Passage to read Block Start



  1. Charles

    A good move, for everyone, I believe.

    A bit like Google, if it’s not on page one, it is probably ignored. I know for a fact that I’ve missed posts and updates simply because there is so (too) much on the blog.

    I’d much rather see even less than one post a day if it generated more debate without getting lost.

    IMHO, less is far more in blogging terms.

  2. Charles

    Have been reading your posts and blogs since january this year, this has been a breath of fresh air for me. Have so wanted to share with friends and such on facebook now i can Hello Scotland here comes the Good funeral guide!

  3. Charles

    Seems at first glance like a good plan, Charles, especially if it generates more posts as excellent as “Remains to be Seen” the other day. We can, if we wish, stumble on songs like “Red River” for ourselves, but you’re the man to generate such a post.

  4. Charles

    Thank you, Andrew and GM. And Christine, that’s an unexpected bonus.

    Jon, once upon a time there weren’t any death/funeral blogs – but now there are lots. I think a lot of people are swamped with info pouring out of every social media orifice. It’s only my OCD side that has enabled me to keep going by scanning a zillion google alerts every day and sifting the goodies out. It’s mechanical work, it’s very time consuming, it’s hand-to-mouth — and there’s the constant anxiety about whether there’s enough stuff for tomorrow. Latterly, I have not had time to read other people’s blogs and respond to them, and that’s discourteous.

    Besides, I have projects I want to develop requiring real brainwork. I can’t tell you what being unshackled from the Daily Outpouring feels like.

    Not that we’re going to fall silent, or anything…

    1. Charles

      No, I can imagine the relief! I’m sure you’re doing the right thing and can;t wait to see more of your projects. There are lots of other death blogs, but no one does it like you Charles.

  5. Charles

    now I’m a complete Charles Cowling “lap dog”, just to quote a post recently from a certain party…………………………

    as Jon has said “……no one does it like you…..”, I do not do facebook, twitter or anything else on the social media side, but I’ll continue to catch up here


  6. Charles

    Whether we love it, hate it, or love to hate it, there can be no denying that social media is becoming an acceptable form of communication.

    Used carefully, the sites can be very powerful business tools too.

    I’ve seen visits to my website, which normally number between 10 and 15 a day, soar to over 600 following a post on Facebook. That’s 600 people, that day, who have learned of the existence of my business.

Passage to read Block End

• **Work instructions**
**1.** In the comment thread on the blog's posting schedule, answer each question:
(a) How many visits a day does the website in comment 6 normally get?
(b) Which post does comment 3 call excellent?
(c) According to comment 2, since when has its writer been reading the posts and blogs?
**2.** Write the next part of the comment thread on the blog's posting schedule, starting after its last sentence.

Material shown Block Start

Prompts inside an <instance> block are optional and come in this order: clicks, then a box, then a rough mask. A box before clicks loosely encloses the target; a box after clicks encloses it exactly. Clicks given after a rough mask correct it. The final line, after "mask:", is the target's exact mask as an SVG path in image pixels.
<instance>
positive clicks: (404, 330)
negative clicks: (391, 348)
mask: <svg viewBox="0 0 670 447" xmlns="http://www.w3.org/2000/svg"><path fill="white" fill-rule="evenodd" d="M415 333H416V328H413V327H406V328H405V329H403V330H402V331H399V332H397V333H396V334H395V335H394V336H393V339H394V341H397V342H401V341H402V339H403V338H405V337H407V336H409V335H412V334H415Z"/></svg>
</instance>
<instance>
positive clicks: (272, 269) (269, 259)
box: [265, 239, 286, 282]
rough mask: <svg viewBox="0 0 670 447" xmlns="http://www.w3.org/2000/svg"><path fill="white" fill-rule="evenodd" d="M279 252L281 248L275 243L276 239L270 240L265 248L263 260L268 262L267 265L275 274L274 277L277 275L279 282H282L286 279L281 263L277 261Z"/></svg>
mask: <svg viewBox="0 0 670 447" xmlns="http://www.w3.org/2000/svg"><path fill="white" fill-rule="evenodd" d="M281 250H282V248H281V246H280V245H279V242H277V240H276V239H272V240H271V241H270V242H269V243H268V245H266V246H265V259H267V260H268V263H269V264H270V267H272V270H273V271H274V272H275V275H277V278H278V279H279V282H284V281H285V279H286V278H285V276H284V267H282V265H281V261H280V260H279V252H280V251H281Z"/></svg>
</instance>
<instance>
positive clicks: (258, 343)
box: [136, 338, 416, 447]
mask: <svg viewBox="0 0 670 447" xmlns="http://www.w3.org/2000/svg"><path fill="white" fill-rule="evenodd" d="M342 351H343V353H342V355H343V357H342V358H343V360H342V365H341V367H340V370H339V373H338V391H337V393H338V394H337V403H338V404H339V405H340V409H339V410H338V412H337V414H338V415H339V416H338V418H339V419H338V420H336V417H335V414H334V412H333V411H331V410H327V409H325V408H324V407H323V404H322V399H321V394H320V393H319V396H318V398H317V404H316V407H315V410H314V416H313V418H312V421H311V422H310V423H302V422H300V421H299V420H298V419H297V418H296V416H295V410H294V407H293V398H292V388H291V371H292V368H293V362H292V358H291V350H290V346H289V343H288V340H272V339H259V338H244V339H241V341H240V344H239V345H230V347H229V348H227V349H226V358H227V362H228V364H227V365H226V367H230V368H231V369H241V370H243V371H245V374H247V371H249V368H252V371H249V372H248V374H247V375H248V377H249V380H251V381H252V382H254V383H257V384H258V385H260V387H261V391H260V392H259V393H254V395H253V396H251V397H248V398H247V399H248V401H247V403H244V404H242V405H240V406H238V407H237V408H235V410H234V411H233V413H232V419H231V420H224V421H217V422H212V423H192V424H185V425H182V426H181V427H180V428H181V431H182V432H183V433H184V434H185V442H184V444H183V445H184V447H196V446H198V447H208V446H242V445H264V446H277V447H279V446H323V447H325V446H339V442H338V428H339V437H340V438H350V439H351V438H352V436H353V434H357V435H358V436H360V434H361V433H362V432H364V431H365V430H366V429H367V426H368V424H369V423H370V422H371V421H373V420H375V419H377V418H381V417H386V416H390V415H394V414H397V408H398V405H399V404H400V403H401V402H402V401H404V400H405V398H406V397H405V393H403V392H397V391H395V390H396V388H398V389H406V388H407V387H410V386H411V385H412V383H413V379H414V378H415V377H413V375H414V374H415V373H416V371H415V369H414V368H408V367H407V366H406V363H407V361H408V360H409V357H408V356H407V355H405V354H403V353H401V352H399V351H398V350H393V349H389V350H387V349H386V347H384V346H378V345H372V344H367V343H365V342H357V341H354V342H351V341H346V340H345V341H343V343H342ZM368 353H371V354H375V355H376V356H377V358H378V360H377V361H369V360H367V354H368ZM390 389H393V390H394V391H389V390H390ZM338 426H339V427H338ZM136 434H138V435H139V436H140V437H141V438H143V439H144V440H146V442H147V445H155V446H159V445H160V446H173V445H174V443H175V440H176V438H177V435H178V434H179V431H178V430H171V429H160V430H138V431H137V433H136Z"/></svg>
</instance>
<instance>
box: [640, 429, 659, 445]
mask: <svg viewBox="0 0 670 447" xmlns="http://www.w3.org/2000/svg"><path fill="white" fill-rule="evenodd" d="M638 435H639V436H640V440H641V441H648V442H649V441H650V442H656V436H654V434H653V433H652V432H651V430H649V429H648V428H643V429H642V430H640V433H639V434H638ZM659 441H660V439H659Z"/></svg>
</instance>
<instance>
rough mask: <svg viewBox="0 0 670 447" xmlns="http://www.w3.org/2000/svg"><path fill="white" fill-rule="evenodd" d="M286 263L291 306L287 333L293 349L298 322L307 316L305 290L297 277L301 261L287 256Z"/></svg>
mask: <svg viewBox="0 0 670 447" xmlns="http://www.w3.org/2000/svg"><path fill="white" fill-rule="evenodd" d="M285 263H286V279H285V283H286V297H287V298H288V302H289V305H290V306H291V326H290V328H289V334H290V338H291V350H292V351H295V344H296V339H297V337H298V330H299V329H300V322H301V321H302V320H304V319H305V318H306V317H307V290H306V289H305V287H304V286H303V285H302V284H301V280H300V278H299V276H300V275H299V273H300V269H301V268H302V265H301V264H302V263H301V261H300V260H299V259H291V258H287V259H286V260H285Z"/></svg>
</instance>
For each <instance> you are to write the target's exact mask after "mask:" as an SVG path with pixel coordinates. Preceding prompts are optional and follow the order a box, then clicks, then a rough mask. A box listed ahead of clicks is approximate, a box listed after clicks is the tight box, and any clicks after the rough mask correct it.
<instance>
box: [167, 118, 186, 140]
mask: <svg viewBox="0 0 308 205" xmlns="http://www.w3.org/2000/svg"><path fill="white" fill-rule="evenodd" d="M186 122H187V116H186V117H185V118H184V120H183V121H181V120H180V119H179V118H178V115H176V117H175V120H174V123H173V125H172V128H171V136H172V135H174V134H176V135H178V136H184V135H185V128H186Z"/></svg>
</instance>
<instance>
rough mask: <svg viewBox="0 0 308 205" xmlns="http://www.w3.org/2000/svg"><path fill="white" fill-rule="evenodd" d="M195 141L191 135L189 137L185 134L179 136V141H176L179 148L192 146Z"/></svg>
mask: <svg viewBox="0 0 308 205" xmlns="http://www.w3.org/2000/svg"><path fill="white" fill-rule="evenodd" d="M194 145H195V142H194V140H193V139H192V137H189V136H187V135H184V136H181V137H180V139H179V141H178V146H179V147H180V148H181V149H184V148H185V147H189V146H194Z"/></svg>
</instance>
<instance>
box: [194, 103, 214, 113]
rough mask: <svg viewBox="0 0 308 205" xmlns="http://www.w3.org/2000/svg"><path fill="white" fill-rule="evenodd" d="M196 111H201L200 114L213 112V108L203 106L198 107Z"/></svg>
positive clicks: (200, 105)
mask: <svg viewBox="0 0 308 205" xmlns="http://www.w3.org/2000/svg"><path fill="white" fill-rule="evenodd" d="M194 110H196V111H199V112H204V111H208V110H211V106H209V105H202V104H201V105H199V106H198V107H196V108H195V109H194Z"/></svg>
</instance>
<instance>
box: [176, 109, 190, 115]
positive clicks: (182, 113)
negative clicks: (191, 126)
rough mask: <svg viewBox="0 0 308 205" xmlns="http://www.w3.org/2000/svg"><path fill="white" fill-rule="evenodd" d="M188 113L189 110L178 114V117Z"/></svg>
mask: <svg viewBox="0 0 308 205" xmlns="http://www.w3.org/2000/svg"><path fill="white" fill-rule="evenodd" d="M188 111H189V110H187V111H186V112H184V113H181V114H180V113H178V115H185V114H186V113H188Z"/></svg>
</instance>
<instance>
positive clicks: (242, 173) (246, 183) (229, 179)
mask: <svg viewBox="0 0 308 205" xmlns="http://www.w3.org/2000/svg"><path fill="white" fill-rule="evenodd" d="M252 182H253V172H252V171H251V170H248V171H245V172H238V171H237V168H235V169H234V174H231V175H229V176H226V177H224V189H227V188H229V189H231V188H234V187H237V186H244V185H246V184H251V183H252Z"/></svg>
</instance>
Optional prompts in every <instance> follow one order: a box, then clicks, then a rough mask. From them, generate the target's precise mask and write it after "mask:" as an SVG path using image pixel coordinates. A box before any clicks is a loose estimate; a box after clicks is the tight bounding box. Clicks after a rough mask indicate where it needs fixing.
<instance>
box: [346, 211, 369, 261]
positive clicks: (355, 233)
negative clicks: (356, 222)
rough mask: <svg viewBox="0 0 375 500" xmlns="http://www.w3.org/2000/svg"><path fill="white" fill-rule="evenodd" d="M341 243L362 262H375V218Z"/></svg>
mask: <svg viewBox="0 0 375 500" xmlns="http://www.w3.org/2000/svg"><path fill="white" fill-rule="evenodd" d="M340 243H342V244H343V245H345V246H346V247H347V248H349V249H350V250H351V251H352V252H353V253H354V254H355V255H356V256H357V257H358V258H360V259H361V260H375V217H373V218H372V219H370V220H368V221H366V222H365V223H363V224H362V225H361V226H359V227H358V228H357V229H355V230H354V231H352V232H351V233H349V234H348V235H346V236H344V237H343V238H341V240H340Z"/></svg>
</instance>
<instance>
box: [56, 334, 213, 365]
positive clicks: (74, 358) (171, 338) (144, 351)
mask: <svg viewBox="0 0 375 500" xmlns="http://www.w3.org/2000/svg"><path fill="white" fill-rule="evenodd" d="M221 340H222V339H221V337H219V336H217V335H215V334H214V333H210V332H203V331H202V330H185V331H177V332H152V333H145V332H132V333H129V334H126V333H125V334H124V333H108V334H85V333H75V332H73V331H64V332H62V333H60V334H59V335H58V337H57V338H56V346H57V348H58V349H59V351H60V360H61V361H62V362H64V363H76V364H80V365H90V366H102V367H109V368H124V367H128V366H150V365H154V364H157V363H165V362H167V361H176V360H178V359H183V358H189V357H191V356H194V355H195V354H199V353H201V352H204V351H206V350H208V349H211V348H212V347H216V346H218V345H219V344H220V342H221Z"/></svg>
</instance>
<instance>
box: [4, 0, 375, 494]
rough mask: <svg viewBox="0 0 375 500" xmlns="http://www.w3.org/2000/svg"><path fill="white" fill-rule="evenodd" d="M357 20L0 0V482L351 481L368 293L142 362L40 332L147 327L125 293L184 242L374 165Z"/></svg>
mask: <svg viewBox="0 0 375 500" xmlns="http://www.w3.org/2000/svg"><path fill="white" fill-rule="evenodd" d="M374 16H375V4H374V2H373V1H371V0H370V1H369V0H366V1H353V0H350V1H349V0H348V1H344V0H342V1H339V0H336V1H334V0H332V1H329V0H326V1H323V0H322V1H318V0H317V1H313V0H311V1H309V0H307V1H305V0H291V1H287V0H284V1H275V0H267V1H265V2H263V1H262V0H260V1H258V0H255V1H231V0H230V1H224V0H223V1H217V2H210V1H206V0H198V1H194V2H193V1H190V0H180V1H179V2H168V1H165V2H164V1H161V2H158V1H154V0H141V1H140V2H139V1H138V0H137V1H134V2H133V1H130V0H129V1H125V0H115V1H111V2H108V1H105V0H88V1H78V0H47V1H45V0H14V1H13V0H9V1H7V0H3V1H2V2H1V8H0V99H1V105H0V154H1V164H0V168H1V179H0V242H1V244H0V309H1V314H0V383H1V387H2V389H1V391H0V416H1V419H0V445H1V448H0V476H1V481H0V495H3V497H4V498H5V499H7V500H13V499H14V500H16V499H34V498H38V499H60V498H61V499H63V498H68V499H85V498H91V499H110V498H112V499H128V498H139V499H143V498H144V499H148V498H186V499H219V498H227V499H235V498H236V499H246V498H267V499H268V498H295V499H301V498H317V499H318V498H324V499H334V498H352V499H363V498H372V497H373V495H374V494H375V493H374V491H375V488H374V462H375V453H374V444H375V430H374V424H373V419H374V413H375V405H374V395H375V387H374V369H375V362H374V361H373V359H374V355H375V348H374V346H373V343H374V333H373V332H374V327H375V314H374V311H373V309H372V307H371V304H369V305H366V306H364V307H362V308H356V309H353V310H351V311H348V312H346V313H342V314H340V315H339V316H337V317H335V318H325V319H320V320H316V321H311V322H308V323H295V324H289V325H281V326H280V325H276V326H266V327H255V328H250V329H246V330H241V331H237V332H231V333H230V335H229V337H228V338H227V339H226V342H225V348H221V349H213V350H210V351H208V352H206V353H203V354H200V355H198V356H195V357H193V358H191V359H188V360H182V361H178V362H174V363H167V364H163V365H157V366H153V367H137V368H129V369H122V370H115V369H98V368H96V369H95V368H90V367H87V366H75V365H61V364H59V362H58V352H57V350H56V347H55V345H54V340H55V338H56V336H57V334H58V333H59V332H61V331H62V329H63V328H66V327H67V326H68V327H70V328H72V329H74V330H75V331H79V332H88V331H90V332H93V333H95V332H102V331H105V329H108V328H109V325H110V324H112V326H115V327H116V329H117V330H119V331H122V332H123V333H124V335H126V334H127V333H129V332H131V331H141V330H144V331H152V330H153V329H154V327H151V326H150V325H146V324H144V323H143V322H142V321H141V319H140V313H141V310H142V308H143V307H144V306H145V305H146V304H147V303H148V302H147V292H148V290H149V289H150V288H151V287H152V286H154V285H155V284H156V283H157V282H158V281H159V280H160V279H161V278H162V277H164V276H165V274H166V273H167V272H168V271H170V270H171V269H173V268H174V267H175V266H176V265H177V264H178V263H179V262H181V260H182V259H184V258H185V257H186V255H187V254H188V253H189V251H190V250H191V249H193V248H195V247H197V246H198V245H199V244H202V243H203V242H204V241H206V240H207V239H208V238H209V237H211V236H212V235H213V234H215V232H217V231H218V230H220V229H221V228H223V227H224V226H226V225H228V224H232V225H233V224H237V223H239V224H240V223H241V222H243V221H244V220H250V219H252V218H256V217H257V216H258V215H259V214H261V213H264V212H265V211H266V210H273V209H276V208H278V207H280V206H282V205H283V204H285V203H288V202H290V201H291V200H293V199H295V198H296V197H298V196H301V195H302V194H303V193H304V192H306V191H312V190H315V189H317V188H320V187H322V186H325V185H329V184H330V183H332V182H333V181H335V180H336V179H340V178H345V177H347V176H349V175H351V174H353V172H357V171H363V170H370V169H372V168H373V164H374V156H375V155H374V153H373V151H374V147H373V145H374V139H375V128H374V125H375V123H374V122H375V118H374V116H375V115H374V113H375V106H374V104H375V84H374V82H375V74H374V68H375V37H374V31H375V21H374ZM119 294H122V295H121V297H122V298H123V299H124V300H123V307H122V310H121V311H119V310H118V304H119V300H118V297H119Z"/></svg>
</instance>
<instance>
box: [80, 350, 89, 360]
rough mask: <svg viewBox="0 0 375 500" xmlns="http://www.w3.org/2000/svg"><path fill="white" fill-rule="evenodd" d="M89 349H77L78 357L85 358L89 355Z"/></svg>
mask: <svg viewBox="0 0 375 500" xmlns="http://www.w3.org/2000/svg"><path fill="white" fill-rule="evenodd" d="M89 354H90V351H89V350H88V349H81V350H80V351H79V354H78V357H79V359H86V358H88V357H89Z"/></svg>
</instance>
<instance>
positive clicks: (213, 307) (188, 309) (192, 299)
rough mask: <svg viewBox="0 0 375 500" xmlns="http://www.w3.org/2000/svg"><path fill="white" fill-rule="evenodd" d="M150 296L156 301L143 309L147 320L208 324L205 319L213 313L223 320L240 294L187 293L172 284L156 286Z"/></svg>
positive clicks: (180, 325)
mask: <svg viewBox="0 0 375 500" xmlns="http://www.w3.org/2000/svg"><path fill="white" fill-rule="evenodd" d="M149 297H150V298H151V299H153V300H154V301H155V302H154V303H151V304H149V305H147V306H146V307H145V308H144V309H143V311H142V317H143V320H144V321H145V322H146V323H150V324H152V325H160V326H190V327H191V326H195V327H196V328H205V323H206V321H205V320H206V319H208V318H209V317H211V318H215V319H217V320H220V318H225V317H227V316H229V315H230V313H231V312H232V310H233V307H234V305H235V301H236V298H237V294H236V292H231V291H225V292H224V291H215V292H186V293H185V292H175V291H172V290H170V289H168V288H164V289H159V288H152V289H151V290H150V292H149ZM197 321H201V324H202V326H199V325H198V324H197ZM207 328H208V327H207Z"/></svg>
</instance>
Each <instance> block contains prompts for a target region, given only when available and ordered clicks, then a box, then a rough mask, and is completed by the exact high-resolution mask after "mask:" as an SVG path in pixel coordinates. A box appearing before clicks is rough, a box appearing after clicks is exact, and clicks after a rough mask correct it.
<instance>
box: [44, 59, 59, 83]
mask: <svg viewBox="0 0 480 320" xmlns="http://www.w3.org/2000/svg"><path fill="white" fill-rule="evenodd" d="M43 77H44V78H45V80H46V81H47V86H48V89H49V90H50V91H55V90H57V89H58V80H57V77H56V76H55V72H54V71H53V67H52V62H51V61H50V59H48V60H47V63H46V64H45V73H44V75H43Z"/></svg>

Material shown Block End

• **Your responses**
**1.**
(a) Between 10 and 15 a day.
(b) "Remains to be Seen."
(c) Since January this year.

**2.**
    Likewise I went to a ‘Tweet Up’ in a local pub about 9 months ago. It was a social gathering organised entirely using Twitter. About 20 people turned up. A couple of weeks later, the partner of one of the attendees died, and she asked me to handle the funeral arrangements because “we know each other through Twitter.”

    But the sites can also be dangerous. Tweets and Facebook posts rank very well in Google. If your business and personal profiles are linked in any way, an off-the-cuff comment made by a friend (which in Facebook terms has an entirely different meaning to the OED definition) can easily show up in a search, and that may well be detrimental.

    It could be an interesting debatable topic on this blog one day. Will we one day be at the point where we avoid social media at our peril? How will that affect those in the traditionally change-averse professions? Will those who don’t embrace it get left behind?

  7. Charles

    Thanks for that, Andrew. Very helpful and informative. I tend to shy away from those who are messianic about social media, but I know you to be a judicious fellow.

    First thing I did was Like your page:

    I find that FB has a crack-cocaine effect. You can post something, and then 5 mins later discover that already 15 people have seen it. It offers very instant gratification.

    I also like the way it tracks ‘viral’ hits — and you really can reach an audience that would never normally make its way to the website.

    Downside: it’s trivia that travels furthest, mostly.

    Twitter — nah. It’s the jabbersphere at its most clamorous. Simply can’t take it!

    V grateful for your thoughts and knowledge, Andrew.